In October 1963 the Secret Service received reports of one or more plots to shoot JFK

with high-power rifles when he motorcaded through Chicago on a visit scheduled for

 

Nov. 2. The visit was cancelled at the last minute.

 

In the words of the House Assassinations Committee, in planning for the Dallas trip “the

Secret Service failed to make appropriate use of the information supplied it by the

 

Chicago threat in early November 1963.”

 

On Nov. 9, 1963, a violence-prone racist agitator from Quitman, GA named Joseph

Adams Milteer had a lengthy conversation in a Miami, FL hotel room with a man named

 

Willie Somersett, in the course of which Milteer told Somersett about a plot that was

 

afoot to assassinate JFK. Unknown to Milteer, Somersett was a police informer

 

surreptitiously tape-recording the conversation. The transcript of that taped conversation

 

reveals that Milteer told Somersett that the killing of Kennedy “was in the working,” that

 

the president could be killed “[f]rom an office building with a high-powered rifle,” that

 

the rifle could be “disassembled” to get it into the building, and that “[t]hey will pick up

 

somebody within hours afterward, if anything like that would happen just to throw the

 

public off.” (Scholars have duly noted the resemblance of the facts that Milteer related

 

about this plot against JFK and the facts forming the basis of the Warren Commission’s

 

official account of the assassination.) Somersett promptly gave the tape recording to local

 

Miami police, who immediately forwarded it to both the Secret Service and the FBI.

 

After a hurried investigation that apparently did not include interviewing Milteer, the

 

Miami field office of the Secret Service prepared a file on Milteer titled “Alleged

 

Possible Threat Against the President.” (A photograph of the first page of the file is in F.
· · · ·
* OBJECTIVE *
Quote the passage on the 1963 threats against President Kennedy between "about this plot" and "and the FBI.", inclusive.

* SOURCE DATA *
· · · ·
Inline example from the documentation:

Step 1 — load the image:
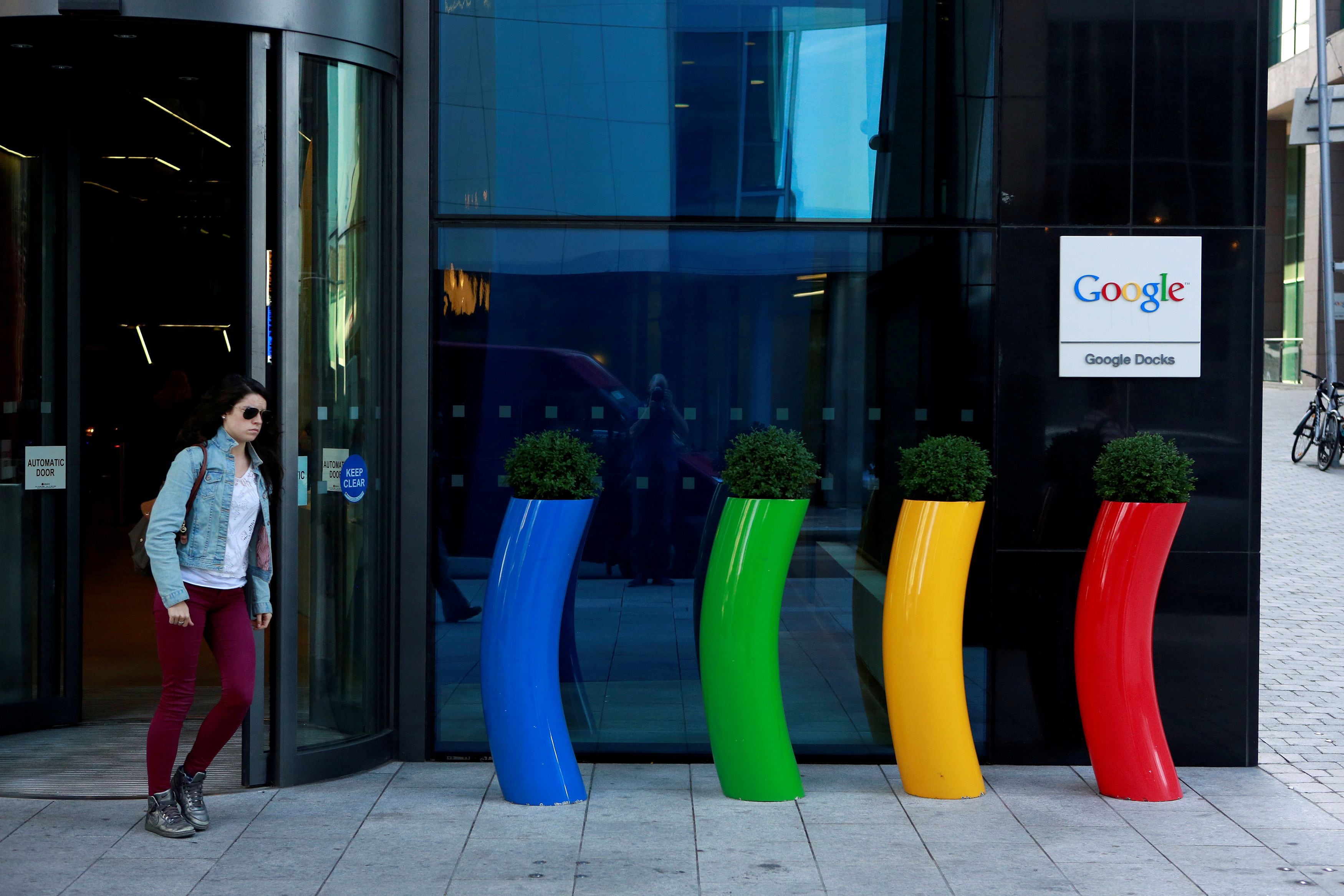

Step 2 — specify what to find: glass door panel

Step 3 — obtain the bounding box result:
· · · ·
* TASK ANSWER *
about this plot against JFK and the facts forming the basis of the Warren Commission’s

 

official account of the assassination.) Somersett promptly gave the tape recording to local

 

Miami police, who immediately forwarded it to both the Secret Service and the FBI.